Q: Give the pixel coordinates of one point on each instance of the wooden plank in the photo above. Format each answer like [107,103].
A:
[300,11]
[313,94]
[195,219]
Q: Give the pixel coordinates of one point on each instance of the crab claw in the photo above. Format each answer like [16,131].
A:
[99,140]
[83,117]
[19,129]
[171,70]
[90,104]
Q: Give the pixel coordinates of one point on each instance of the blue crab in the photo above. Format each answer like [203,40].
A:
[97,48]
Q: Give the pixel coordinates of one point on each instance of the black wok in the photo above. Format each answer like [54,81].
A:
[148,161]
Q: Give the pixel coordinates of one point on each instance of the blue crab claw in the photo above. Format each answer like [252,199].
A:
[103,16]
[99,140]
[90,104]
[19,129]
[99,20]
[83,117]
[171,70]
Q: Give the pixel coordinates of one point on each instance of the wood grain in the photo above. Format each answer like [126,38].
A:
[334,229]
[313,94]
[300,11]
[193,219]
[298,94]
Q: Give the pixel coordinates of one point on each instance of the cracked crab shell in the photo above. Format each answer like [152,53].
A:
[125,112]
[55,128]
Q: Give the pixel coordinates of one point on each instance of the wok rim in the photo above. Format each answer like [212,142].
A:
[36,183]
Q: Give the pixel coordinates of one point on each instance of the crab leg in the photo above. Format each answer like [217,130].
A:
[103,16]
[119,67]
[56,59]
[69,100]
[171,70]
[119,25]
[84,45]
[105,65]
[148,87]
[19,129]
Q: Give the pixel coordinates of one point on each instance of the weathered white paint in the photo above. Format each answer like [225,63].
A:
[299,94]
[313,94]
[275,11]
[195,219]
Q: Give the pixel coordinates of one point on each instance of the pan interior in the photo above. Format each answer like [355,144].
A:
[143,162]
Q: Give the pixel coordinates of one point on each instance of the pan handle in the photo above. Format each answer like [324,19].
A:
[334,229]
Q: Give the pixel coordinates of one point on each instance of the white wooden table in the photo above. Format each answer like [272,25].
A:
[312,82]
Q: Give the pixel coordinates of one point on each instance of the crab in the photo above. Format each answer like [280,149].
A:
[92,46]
# # #
### [Work request]
The full set of data above must come back exactly as written.

### [Answer for the task]
Q: Give the pixel coordinates of one point on each instance of the wooden plank in the photo above. Format each answer like [107,103].
A:
[300,11]
[313,94]
[195,219]
Q: Give the pixel coordinates of one point on each instance of the crab claw in the photo above. Format each answer like [16,131].
A:
[99,140]
[83,117]
[19,129]
[171,70]
[90,104]
Q: Give the pixel coordinates of one point on each instance of the blue crab in the photo above. Format each answer like [203,40].
A:
[97,48]
Q: Give the pixel coordinates of one point on each instance of the black wok in the photo above. Format each answer like [54,81].
A:
[148,161]
Q: Give the pixel coordinates of one point on each instance of the blue crab claw in the photo above. Format each answer like [252,199].
A:
[103,16]
[99,140]
[90,104]
[19,129]
[99,20]
[83,117]
[171,70]
Q: Give the pixel coordinates of one point on each instance of the wood grain in the photo above. Format each answer like [126,38].
A:
[334,229]
[313,94]
[300,11]
[193,219]
[298,94]
Q: Give the pixel coordinates of one point on each instance of the cracked crab shell in the photo above. Format each answer like [152,53].
A:
[125,112]
[55,128]
Q: Give the pixel coordinates of one point on each instance of the wok rim in the photo above. Format each answer like [212,142].
A:
[36,183]
Q: Give the pixel coordinates of one point on each instance of the crab leg in the photo above. Format each answer like [217,130].
A:
[103,16]
[119,67]
[56,59]
[69,100]
[171,70]
[119,25]
[84,45]
[105,65]
[148,87]
[19,129]
Q: Give the pixel coordinates of one point on each instance of the weathered white paint in the photo above. Format each answer like [225,63].
A:
[299,94]
[313,94]
[275,11]
[195,219]
Q: Give the pixel coordinates of one point on each instance of the pan interior in the photo above. Format each answer like [355,144].
A:
[143,162]
Q: Give the pixel coordinates of one point on each instance of the pan handle in the photo above. Format each answer like [324,19].
A:
[334,229]
Q: Give the pixel coordinates of one point on each instance of the white wooden table in the photo above. Format each answer like [272,25].
A:
[312,82]
Q: Give the pixel coordinates of one point on each instance of the crab in the photo above. Format each answer like [280,149].
A:
[92,46]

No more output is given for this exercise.